━━━ Information shown ━━━

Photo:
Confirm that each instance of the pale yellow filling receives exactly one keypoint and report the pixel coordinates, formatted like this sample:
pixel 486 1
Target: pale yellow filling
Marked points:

━━━

_To do_:
Your reply should consist of one number: how many lines above contain the word "pale".

_Output of the task_:
2